_WHAT YOU WILL DO_
Reproduce the entire listing below word for word, leaving out the pictures.

_RECORDS SHOWN_
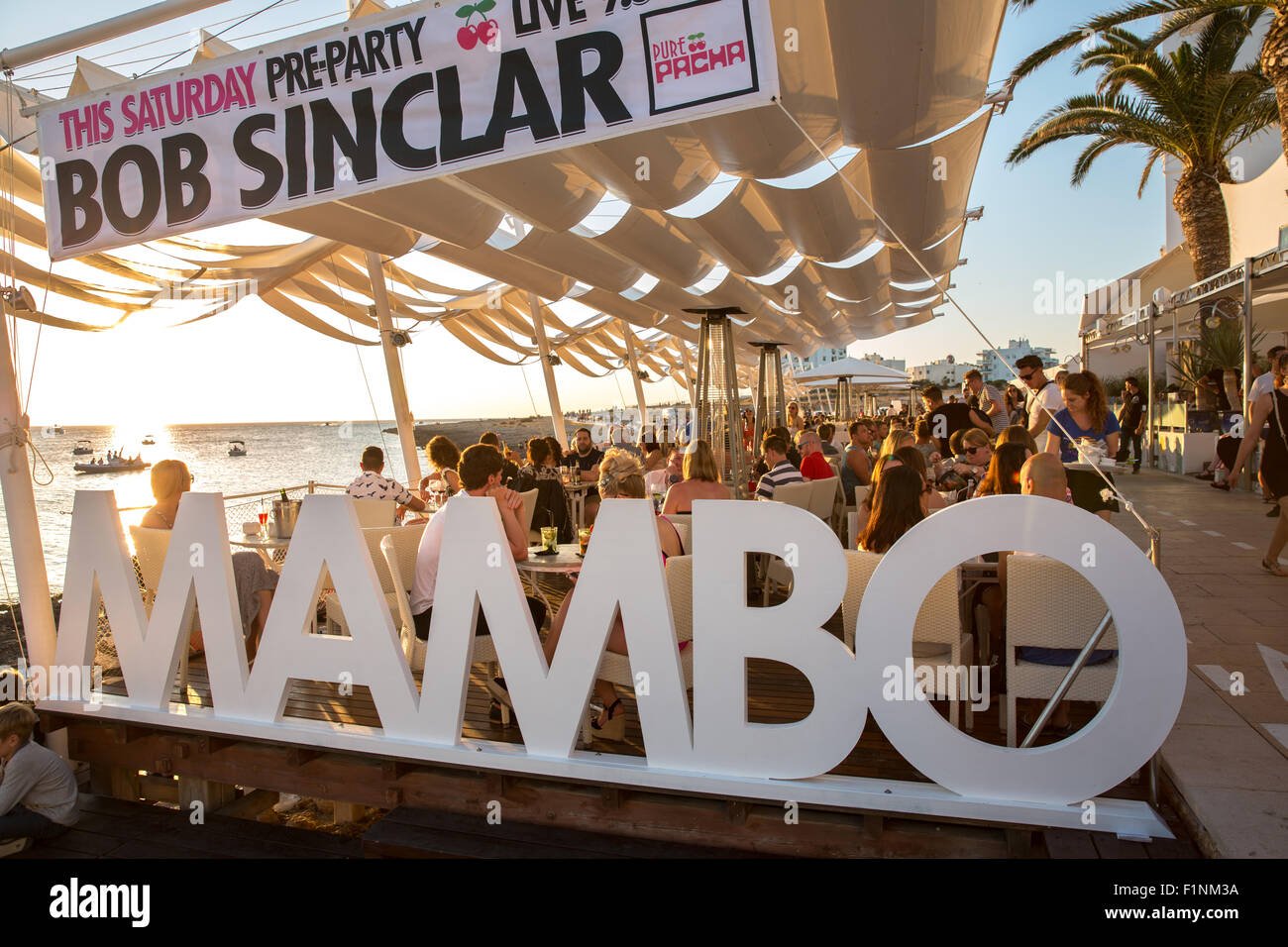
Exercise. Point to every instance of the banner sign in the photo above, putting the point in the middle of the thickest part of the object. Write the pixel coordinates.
(715, 750)
(389, 98)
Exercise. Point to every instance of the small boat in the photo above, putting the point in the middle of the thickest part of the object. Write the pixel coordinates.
(114, 467)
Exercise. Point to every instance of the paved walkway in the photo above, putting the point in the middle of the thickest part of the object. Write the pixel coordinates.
(1228, 754)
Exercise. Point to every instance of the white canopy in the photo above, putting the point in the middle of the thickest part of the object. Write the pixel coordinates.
(735, 210)
(859, 371)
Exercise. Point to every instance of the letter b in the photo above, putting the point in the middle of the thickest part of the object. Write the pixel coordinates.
(77, 180)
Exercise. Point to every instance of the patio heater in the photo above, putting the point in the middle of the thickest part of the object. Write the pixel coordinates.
(771, 402)
(717, 419)
(846, 406)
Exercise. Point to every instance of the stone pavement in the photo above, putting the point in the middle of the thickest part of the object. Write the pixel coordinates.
(1228, 754)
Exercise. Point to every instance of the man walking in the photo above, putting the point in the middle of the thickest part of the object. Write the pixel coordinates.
(1044, 399)
(1131, 420)
(986, 399)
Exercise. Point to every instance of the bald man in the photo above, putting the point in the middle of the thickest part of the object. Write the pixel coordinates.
(1043, 474)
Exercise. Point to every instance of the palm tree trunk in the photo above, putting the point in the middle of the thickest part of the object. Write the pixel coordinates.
(1274, 64)
(1201, 206)
(1206, 223)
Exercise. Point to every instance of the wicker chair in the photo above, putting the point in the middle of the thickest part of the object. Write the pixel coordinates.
(375, 513)
(1051, 605)
(938, 639)
(617, 668)
(406, 540)
(683, 523)
(413, 648)
(823, 499)
(150, 549)
(529, 508)
(802, 496)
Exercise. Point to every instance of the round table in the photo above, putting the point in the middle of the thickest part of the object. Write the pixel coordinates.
(265, 545)
(578, 497)
(566, 562)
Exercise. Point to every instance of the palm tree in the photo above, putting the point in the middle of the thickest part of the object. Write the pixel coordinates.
(1189, 103)
(1181, 14)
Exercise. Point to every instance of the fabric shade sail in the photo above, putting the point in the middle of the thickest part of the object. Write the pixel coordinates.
(734, 210)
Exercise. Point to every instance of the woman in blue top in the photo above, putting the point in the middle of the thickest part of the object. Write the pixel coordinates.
(1086, 416)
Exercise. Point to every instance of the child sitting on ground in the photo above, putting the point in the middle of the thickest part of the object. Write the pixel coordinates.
(38, 789)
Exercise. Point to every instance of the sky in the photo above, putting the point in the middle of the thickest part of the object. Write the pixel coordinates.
(253, 364)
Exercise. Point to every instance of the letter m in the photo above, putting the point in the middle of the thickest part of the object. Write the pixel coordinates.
(99, 573)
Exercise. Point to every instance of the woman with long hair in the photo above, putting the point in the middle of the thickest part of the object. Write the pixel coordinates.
(1004, 471)
(557, 458)
(897, 438)
(1091, 425)
(1017, 434)
(700, 480)
(896, 509)
(621, 475)
(1271, 407)
(443, 459)
(930, 499)
(254, 579)
(885, 463)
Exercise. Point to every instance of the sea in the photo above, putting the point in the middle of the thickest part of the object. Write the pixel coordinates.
(277, 457)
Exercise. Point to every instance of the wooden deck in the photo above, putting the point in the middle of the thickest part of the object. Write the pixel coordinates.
(120, 828)
(423, 796)
(776, 693)
(439, 810)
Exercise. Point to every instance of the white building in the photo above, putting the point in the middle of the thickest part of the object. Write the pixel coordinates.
(945, 372)
(791, 364)
(897, 364)
(1247, 162)
(995, 368)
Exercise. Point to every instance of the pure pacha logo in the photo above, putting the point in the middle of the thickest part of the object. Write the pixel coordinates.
(696, 56)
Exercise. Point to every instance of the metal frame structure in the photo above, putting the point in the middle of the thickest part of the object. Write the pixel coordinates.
(771, 401)
(1142, 322)
(717, 407)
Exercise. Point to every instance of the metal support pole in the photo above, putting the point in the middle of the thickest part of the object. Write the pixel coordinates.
(691, 376)
(703, 399)
(1150, 394)
(632, 361)
(97, 33)
(1245, 476)
(20, 509)
(1078, 664)
(548, 369)
(397, 389)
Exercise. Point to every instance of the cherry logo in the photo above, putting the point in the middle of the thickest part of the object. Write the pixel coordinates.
(484, 31)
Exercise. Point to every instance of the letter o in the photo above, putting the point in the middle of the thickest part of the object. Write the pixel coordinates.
(1151, 657)
(149, 192)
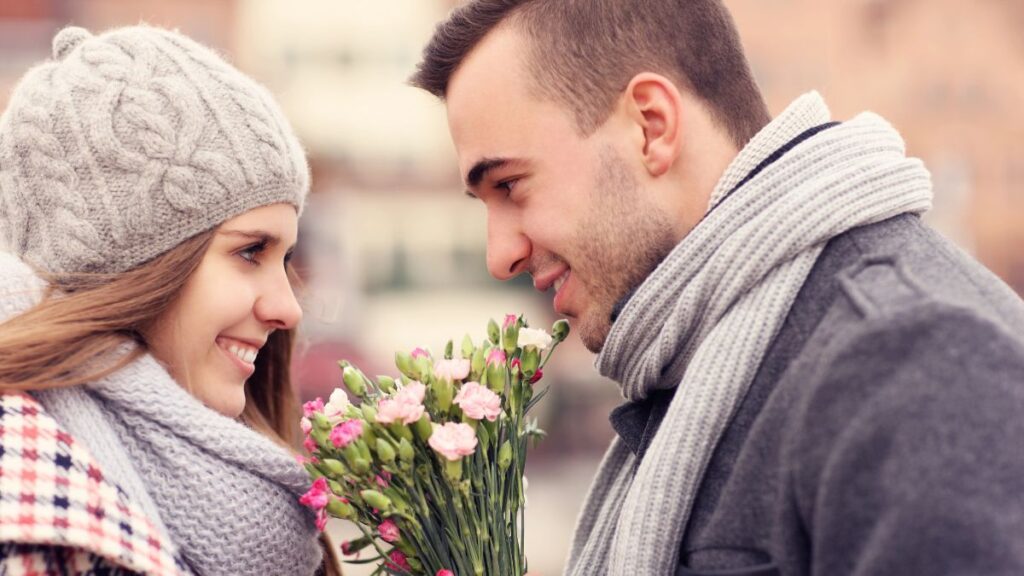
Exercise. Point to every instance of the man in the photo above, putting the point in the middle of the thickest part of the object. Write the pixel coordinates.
(815, 381)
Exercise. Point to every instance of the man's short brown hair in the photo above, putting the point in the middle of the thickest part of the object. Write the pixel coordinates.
(584, 52)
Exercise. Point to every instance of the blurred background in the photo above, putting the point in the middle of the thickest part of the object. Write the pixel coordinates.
(393, 252)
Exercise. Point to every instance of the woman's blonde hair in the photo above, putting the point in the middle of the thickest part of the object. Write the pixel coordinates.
(73, 336)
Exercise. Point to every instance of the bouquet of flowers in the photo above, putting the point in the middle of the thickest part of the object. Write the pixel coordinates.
(429, 465)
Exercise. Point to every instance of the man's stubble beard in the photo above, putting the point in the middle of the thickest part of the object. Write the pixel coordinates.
(622, 239)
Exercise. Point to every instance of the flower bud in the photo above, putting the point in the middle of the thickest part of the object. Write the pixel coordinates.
(560, 330)
(385, 383)
(361, 465)
(443, 392)
(511, 338)
(424, 368)
(505, 456)
(476, 364)
(321, 422)
(406, 451)
(335, 487)
(369, 413)
(339, 508)
(334, 467)
(423, 428)
(376, 499)
(529, 362)
(494, 334)
(404, 363)
(353, 381)
(384, 451)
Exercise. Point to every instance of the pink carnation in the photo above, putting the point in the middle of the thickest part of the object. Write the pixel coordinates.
(497, 357)
(317, 496)
(454, 440)
(396, 561)
(452, 369)
(312, 407)
(344, 435)
(406, 405)
(388, 531)
(478, 403)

_TASK RESULT_
Exercise. Point to every instance of the banner sign in the photo above, putting the point in the middle of the thickest part of the object. Write the pixel coordinates.
(715, 750)
(389, 98)
Exercise. Point to every instance of the small boat in the photo above, putting the point in the middle of the thickest part of the object. Write the pixel coordinates.
(114, 467)
Exercise. Point to every instance of the paved walkway in the photo above, putting the point in the middle of the thickest part of the object. Write the pixel coordinates.
(1228, 754)
Exercise. Point to every instance of the white canopy in the photo above, putting the point in the middle of the thickest part of the object. Write the pixel coordinates.
(735, 210)
(859, 371)
Exercise. Point to every instance of the letter b in the photo above, putting the point in the middle of the thickest part of the object. Write the pixel coordinates.
(77, 180)
Exercise. Point to every instance of the patio heater in the photo above, putting the point in the middle of the thickest part of the object. Write the pixel coordinates.
(771, 402)
(717, 419)
(846, 406)
Exercise. Point to every instance of the stone pavement in the photo above, putting the point in the middle of the thickest part of the object. Write the pixel coordinates.
(1228, 754)
Exercise. Point to every instance of the man walking in the photo above, putting the point in the middle of the thickest part of the object. Write the pixel coordinates.
(1044, 399)
(1131, 420)
(986, 399)
Exercise. Point to every instance of the bald man in the photo above, putting the point in the middle of the thickest part of the object. Write the pixel coordinates.
(1043, 474)
Exercise. Point to every instance of the palm tree trunk in the photo above, putting the point in the middle of the thickest part of the object. Write the pixel coordinates.
(1274, 64)
(1201, 206)
(1206, 223)
Exercise. Point to every instance of the wicker chair in the photo above, putting the point in the middle of the thickest part of the object. Write the pixel coordinates.
(375, 513)
(1051, 605)
(938, 639)
(617, 668)
(406, 540)
(683, 523)
(413, 648)
(823, 499)
(150, 549)
(529, 508)
(802, 496)
Exercise. Point to every instance of the round table in the photo above, putting the point in the middle of the thickest part of the object. Write the pixel coordinates.
(265, 545)
(578, 497)
(566, 562)
Exercise. Point to every instance of the palm tree in the photo above, putting the point in the middle of the thickest part of the object. Write the pixel coordinates.
(1189, 103)
(1181, 14)
Exercise. Point to every instance of the fabric shade sail in the photo above, putting the point in the middle of the thickest part of the object. Write the pixel coordinates.
(734, 210)
Exercise. Point to every instance of the woman in blue top in the photo above, putting the point in the middle of the thickest part of the object. Write the pixel coordinates.
(1086, 416)
Exercise. Point to every instance of the child sitting on ground in the photo above, putting the point in the middle of the thickest part of the object. Write the pixel coordinates.
(38, 789)
Exercise. Point to every instance of the sky in the photo above, putting the point in the middle of the thickest part of the object. Write the pixel coordinates.
(253, 364)
Exercise. Point to every instance of the letter m in the photo above, putting the point in the middle of the thickest part of the object. Write the pixel coordinates.
(99, 573)
Exercise. Point to every instance of the woman with long hair in the photo above, putting the point in the middle of the thickest part of the object. Write the pixel coordinates.
(1004, 471)
(557, 458)
(897, 438)
(1091, 425)
(1017, 434)
(700, 480)
(896, 509)
(621, 475)
(1271, 407)
(443, 459)
(930, 499)
(254, 579)
(885, 463)
Exercise. Point to every instance of the sea in the photo above, putting the point in the middle of the thickest part of the object. Write the pixel coordinates.
(277, 457)
Exercise. Point to every instance of the wooden deck in the photo above, putting the point in the middle of the thickest part of the object. Write the pixel coordinates.
(120, 828)
(423, 796)
(776, 693)
(439, 810)
Exercise. Point to every instance of the white building in the photo above, putting the point in the middle of the thickest part of the object. Write the pixel coordinates.
(945, 372)
(791, 364)
(897, 364)
(1247, 162)
(995, 368)
Exercise. Point to every instance of the pure pacha logo in the photo above, putting the point in the middle of the thickest part of the object. Write the pixel coordinates.
(696, 56)
Exercise. Point to every instance of the metal frame structure in the photo above, putting the point in the middle of the thickest part of the object. Write the pixel coordinates.
(771, 401)
(1142, 322)
(717, 407)
Exercise. Point to every instance of the metal support pole in the photo above, putting the point in the middle of the thickest part of the object. Write the pixel coordinates.
(691, 376)
(703, 399)
(1150, 394)
(632, 361)
(97, 33)
(1245, 476)
(20, 509)
(1078, 664)
(548, 369)
(397, 389)
Exercise. Point to every instance of the cherry logo in the photo above, putting the point in the middle of the thickest part of the object. Write the pixel coordinates.
(484, 31)
Exercise. Point to every instance of the letter o in the photo above, putting the point in the middle of the thickest part of the object. Write the pixel coordinates.
(1151, 657)
(149, 192)
Exercise. Point to every instance of the man in the photo above, putting the point in the middle of the thickest part of the object. Write the pixel coordinates.
(815, 381)
Exercise. Point to every instance of the man's short brown hair in the photo above, putting the point in the middle of the thickest part of the object. Write the pixel coordinates.
(584, 52)
Exercise. Point to every instance of the blurred background in the photo above, putting the point in the middle of the thickest part of the object. Write the pixel coordinates.
(393, 252)
Exercise. Point to every instance of the woman's blonde hair in the photo above, putting the point in the middle of the thickest part of the object. Write the pixel coordinates.
(73, 336)
Exercise. Point to every instance of the bouquet of flowers in the photo above, putting the point in the middle of the thickest part of the object. Write the pixel coordinates.
(429, 465)
Exercise. Point to every instance of the man's stubble beard in the photo above, putting the point in the middle of the thickest part of the object. Write the pixel coordinates.
(622, 239)
Exercise. Point to every instance of the flower bud in the photo above, putting the point in the middle of the thickest part of the object. Write the pixel coordinates.
(560, 330)
(385, 383)
(361, 465)
(443, 392)
(511, 338)
(424, 368)
(505, 456)
(476, 364)
(321, 422)
(406, 451)
(335, 487)
(369, 413)
(339, 508)
(334, 467)
(423, 428)
(376, 499)
(529, 362)
(494, 334)
(404, 363)
(353, 381)
(384, 451)
Exercise. Point to every instance of the pink carnation in the photo above, putting the point in the middle of the thickest part of the object. Write the pixel coordinates.
(497, 357)
(317, 496)
(454, 440)
(396, 561)
(452, 369)
(312, 407)
(344, 435)
(406, 405)
(388, 531)
(478, 403)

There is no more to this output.